> **記述問題 1**
以下の記録のうち、文字列「andalusian」を含む行がいくつあるかを数え、その数だけを答えなさい。大文字と小文字は区別するものとする。

> **課題文**

════════════════

たとえば、「大学当局は一貫して「教員全員任期制」を大学改革の目玉にしています。全員任期制は大学教員任期法はじめ関連法規の精神に全くそぐわないもので、教員の身分を不安定にし、教員が安心して教育・研究に取り組める環境を破壊していますその結果、とどまるところを知らない人材の流失が進行しています。研究棟の廊下を歩くと空室が目立ち、まるでシャッターを閉めた店が連なる崩壊寸前の商店街のようです。横浜市大が長い歴史の中で脈々と育んできた知的伝統の森は乱開発で根こそぎなぎ倒されているように感じます。実に腹立たしく悲しい想いです。

════════════════

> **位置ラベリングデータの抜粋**
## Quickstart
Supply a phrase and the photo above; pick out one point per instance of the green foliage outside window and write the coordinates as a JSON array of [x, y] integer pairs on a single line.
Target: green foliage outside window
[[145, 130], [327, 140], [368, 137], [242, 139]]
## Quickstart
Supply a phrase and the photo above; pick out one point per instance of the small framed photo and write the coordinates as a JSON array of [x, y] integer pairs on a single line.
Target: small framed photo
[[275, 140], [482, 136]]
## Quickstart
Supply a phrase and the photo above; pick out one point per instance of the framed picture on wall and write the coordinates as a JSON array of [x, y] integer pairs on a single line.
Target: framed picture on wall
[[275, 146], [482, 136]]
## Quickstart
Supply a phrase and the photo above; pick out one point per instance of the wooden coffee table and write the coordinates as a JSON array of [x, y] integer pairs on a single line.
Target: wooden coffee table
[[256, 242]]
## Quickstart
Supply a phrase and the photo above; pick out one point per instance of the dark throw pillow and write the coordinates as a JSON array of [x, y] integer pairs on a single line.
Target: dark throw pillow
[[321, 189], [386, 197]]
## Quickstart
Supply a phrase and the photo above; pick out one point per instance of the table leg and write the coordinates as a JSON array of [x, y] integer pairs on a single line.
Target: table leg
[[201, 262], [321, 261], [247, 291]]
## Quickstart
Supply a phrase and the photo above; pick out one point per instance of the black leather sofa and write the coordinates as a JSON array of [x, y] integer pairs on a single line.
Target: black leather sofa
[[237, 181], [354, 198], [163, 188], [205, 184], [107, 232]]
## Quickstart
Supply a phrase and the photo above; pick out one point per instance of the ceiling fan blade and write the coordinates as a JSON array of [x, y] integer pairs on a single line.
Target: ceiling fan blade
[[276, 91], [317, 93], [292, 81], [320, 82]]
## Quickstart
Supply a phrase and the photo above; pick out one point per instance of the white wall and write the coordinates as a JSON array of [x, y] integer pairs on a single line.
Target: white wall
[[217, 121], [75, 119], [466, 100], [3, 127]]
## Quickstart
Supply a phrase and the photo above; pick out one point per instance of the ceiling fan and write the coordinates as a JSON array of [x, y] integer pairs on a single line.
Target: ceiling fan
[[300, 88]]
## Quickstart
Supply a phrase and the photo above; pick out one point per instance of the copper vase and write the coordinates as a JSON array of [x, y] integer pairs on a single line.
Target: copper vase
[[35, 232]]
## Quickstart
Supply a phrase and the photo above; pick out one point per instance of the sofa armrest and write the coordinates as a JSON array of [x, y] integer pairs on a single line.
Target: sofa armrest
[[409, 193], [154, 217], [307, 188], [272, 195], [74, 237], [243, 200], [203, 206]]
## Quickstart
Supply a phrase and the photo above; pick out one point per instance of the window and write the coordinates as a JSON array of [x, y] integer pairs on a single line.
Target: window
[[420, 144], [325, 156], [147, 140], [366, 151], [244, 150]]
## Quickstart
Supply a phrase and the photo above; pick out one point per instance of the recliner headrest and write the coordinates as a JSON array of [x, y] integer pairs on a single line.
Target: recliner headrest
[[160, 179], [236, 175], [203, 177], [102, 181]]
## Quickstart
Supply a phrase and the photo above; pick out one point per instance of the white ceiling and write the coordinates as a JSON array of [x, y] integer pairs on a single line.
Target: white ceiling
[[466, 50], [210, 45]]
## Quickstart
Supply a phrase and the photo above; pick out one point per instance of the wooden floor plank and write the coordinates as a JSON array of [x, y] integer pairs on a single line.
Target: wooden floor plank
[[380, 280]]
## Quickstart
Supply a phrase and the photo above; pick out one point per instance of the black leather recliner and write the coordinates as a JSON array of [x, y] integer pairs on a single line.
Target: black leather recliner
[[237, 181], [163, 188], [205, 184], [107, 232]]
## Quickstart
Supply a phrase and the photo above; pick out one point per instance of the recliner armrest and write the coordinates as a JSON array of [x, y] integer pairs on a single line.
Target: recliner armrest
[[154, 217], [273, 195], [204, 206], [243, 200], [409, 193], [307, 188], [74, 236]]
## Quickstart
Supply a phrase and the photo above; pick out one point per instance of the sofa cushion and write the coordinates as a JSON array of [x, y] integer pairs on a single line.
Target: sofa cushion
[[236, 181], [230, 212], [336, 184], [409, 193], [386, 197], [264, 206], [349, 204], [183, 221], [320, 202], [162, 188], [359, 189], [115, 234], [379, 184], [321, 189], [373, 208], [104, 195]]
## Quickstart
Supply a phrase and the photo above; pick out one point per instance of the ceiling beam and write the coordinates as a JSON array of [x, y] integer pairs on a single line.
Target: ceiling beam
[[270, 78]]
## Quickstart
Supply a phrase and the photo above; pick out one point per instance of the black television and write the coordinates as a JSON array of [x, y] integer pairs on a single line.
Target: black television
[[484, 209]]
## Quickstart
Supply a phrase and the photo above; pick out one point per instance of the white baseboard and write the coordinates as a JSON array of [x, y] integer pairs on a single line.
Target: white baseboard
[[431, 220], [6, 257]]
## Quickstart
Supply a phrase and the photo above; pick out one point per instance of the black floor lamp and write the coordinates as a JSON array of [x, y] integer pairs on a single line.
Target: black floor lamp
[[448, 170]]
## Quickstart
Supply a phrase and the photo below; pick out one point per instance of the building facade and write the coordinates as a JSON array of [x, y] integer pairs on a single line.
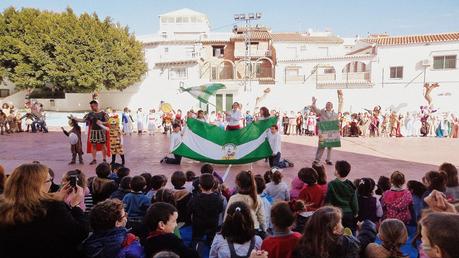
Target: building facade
[[283, 71]]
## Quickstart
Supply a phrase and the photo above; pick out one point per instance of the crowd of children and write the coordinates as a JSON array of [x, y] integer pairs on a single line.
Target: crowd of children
[[199, 216]]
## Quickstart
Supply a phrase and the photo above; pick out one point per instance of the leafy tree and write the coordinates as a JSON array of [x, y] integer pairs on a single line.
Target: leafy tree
[[63, 51]]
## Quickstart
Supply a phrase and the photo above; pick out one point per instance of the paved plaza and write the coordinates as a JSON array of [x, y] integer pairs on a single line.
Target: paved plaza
[[370, 157]]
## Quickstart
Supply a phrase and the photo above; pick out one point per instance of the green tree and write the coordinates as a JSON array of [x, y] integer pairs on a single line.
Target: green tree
[[63, 51]]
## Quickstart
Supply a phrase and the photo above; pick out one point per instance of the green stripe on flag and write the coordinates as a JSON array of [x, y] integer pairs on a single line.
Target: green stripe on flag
[[329, 134], [219, 136]]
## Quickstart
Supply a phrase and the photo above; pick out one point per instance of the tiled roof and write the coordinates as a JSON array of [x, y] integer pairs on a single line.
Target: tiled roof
[[346, 57], [254, 35], [414, 39], [365, 50], [298, 37]]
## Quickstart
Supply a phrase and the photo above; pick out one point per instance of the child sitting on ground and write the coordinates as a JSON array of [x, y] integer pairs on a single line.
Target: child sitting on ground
[[136, 203], [190, 177], [312, 194], [393, 234], [205, 209], [161, 221], [417, 190], [175, 140], [301, 215], [123, 189], [396, 202], [277, 189], [369, 206], [182, 196], [283, 241], [110, 237], [341, 194], [325, 236], [157, 182], [266, 200]]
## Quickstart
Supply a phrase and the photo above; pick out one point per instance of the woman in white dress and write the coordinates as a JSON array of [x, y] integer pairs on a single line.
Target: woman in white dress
[[140, 120], [152, 122], [234, 118]]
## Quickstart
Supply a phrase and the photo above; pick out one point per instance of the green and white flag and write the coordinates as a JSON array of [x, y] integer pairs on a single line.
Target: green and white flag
[[203, 92], [329, 134], [209, 143]]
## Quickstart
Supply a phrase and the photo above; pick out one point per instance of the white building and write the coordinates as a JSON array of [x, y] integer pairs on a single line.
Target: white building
[[285, 69]]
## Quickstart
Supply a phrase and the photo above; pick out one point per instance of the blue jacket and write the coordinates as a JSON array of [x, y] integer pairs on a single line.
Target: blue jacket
[[136, 205], [113, 243]]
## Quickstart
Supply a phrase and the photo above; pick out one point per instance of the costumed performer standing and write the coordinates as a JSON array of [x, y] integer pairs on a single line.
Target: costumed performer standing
[[326, 114], [234, 117], [116, 138], [98, 132]]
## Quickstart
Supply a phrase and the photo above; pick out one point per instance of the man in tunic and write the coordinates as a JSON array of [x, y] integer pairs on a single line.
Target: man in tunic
[[98, 132], [326, 114]]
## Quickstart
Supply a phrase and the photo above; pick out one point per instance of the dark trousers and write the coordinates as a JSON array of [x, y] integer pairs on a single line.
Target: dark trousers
[[175, 160], [285, 129], [274, 160]]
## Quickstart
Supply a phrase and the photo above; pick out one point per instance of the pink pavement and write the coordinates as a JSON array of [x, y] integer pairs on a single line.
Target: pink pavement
[[369, 157]]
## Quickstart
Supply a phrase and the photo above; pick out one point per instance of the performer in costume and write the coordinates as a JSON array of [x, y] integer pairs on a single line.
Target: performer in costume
[[98, 133], [140, 121], [326, 114], [76, 146], [234, 117], [116, 138], [152, 122]]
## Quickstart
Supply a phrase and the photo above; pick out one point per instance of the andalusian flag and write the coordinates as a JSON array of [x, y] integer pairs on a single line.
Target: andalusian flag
[[209, 143], [203, 92], [329, 134]]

════════════════

> **記述問題 2**
上に示した、横浜市大の教員全員任期制を論じた文章を、最後の文の後から書き継ぎなさい。

> **解答例 1**
2

> **解答例 2**
 横浜市立大学から公立大学法人への移行に際して、教員の身分は法に基づいて継承されました。当局は任期制への同意を求める文書を各教員に送りつけましたが、多くの教員は正当な法的権利に依拠して任期制受け入れを拒否し、従来どおり定年までの雇用保障の権利を維持したまま勤務しています。しかし、ここに再び重要問題がもちあがりました。教授や準教授への「昇任」を契機に、任期付きの新しい労働契約を迫るという事態です。これは定年までの期間の定めのない雇用保障を放棄することになるので、実に重要な労働条件の変更になります。組合との協議は不可欠ですが、当局のやり方は一本釣り方式で新契約締結を強行しようとしているように見えます。その上、当局は契約期間終了後の「再任」について何ら説明をしていません。まるで白紙委任状の提出を求められているのに等しく、5年ほどの任期が切れたら「契約期間満了」という名の「雇い止め」になる可能性も否定できません。これではリスクが高すぎて「昇任」という甘い香りに誘われて任期付き契約に同意することは賢明ではないと言わざるを得ません。」